| Dataset entries |
------

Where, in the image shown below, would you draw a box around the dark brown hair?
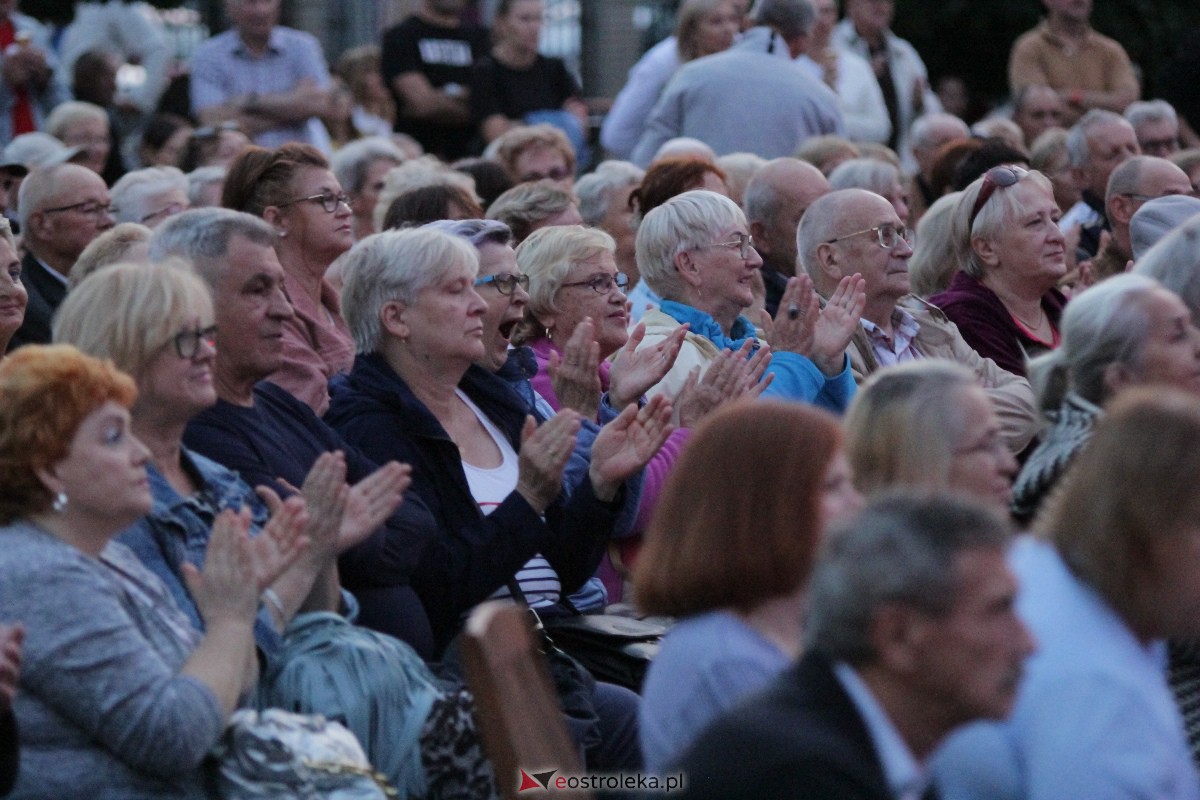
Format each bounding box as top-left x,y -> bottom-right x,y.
634,402 -> 841,616
221,142 -> 329,217
629,157 -> 725,217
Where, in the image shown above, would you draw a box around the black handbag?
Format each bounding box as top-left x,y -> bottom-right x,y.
544,613 -> 667,692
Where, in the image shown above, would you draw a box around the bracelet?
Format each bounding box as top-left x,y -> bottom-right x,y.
263,587 -> 288,631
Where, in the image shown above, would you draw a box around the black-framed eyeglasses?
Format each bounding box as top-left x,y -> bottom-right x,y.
967,164 -> 1026,230
42,200 -> 115,217
475,272 -> 529,297
703,234 -> 754,259
826,222 -> 912,249
170,325 -> 217,359
559,272 -> 629,294
276,192 -> 350,213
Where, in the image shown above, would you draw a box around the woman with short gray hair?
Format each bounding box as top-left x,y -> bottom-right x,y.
637,190 -> 865,413
1013,275 -> 1200,519
326,228 -> 672,770
110,167 -> 192,229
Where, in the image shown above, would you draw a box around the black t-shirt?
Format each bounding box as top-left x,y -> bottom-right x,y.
380,17 -> 490,160
470,55 -> 581,121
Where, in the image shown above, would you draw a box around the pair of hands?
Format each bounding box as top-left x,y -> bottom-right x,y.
546,317 -> 688,420
184,452 -> 412,625
761,272 -> 866,378
516,397 -> 674,513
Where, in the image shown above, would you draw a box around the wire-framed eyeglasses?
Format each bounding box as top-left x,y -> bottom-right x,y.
559,272 -> 629,294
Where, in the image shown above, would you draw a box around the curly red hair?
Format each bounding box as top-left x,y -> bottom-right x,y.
0,344 -> 138,524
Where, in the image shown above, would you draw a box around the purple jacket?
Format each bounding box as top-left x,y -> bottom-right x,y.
929,271 -> 1067,377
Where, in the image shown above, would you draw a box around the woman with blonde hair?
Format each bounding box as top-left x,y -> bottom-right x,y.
634,403 -> 860,771
0,345 -> 306,800
845,359 -> 1016,511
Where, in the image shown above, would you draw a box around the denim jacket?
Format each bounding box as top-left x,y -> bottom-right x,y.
116,447 -> 281,656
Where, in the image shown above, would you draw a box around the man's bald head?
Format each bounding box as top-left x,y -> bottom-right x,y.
743,158 -> 829,275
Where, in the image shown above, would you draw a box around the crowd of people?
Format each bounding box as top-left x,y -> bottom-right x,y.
0,0 -> 1200,800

------

Reproduce every line of the rows above word for word, omitting the picture.

| ANSWER FOR THE TASK |
Where, in the image shown below, would you draw a box around the dark brown hair?
Format each bounding box as top-left x,y -> bottom-right x,y.
634,402 -> 841,616
221,142 -> 329,217
629,157 -> 725,217
Where, in the image shown above, would you draw a box around the black handbag?
Format each bounding box as top-left x,y -> bottom-right x,y.
544,613 -> 667,692
Where, in the image shown above, would you draw a box around the bracelet?
Format each bounding box as top-left x,y -> bottom-right x,y.
263,587 -> 288,631
Where, in the image shown above, would you draw a box around the black-framed eyeglasses?
Format each bounding box as top-left x,y -> bottom-right x,y.
967,164 -> 1026,230
42,200 -> 115,217
475,272 -> 529,297
703,234 -> 754,259
826,222 -> 912,249
170,325 -> 217,359
559,272 -> 629,294
276,192 -> 350,213
Where, in the image shown above, would you draw a box around the woman with short gray hair?
Format each bounding box as top-left x,y -> bottom-right x,y.
637,190 -> 865,413
1013,275 -> 1200,519
326,228 -> 672,770
110,167 -> 192,229
Where, in the image shown above, would you draw a box around the black t-shirt?
Format each bounding box as top-left x,y -> bottom-right x,y.
380,17 -> 490,160
470,55 -> 581,121
Where, in the image shown above, would you draw a box around the pair of hands?
Format each bounding box as top-left x,y -> bottom-right x,y.
546,317 -> 688,420
184,452 -> 412,625
761,272 -> 866,378
516,397 -> 674,513
Where, in the image shown above, would you draw a box around the wire-framed eyeglasses?
Format each bounding box as top-left x,y -> bottom-right x,y.
559,272 -> 629,294
Where, in the image shown above, would you draw a box around the curly red hair?
Format each bounding box as top-left x,y -> bottom-right x,y.
0,344 -> 138,524
Where, in the image shown above, would you draw a box around the purple jacket?
Format each bounding box as top-left x,y -> bottom-right x,y.
929,271 -> 1067,377
Where, in the image shown above, would you draw a box around the woman with blonde hair?
Format each bounding box as top-left x,y -> bottom-right x,y.
634,403 -> 860,771
0,345 -> 306,800
845,359 -> 1016,511
Where, in the image shown above, would you draw a box around the denim jacket?
Format each bounding box as top-left x,y -> bottom-right x,y.
116,447 -> 281,656
Where, in the image shown above, would you draw a box around the man's bald head?
Format each bounding box as top-left x,y -> bottom-right x,y.
743,158 -> 829,275
Where, in the image shown above, would you draw a box around the crowd of people?
Format each bounding box as top-left x,y -> bottom-right x,y.
0,0 -> 1200,800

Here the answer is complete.